[Stored items]
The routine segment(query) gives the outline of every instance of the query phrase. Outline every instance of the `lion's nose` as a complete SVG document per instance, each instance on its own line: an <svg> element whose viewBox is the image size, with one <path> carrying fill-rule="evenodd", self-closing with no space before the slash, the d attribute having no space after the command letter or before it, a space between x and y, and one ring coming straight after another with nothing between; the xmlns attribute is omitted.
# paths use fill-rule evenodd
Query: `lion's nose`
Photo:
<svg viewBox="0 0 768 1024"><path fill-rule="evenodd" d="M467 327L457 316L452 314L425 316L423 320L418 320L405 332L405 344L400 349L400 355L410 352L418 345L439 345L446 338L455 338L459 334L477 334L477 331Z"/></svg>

...

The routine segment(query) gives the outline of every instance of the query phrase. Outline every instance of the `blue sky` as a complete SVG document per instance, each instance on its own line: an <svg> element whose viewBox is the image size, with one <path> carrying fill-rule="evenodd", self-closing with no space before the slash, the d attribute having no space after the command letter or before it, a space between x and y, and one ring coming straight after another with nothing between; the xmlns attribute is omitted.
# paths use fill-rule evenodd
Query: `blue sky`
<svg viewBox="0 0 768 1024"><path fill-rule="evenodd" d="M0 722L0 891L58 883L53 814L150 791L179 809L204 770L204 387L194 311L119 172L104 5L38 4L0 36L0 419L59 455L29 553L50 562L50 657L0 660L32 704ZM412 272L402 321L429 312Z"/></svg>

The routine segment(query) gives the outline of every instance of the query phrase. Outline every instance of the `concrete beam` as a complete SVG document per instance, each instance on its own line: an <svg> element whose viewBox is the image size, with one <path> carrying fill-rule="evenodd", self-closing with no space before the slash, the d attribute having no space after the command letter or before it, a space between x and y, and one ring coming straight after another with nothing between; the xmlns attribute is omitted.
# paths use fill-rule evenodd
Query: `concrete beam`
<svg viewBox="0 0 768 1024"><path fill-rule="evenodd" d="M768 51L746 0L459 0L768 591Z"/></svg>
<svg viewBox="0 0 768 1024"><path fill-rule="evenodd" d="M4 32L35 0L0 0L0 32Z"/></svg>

**Task**
In the entries above, which lines hold the string "nose"? Report all of them.

**Answer below**
The routine segment(query) gives the outline of every instance of the query phrase. Outline every instance of the `lion's nose` as a complete SVG document per instance, each instance on its own line: an <svg> element whose viewBox is the image size, with one <path> carrying fill-rule="evenodd", self-closing with no space before the slash, the d attribute having no space after the command letter or before it, a space between x and y, and one ring coming straight after another with nothing between; the xmlns attribute is omitted.
Query: `lion's nose`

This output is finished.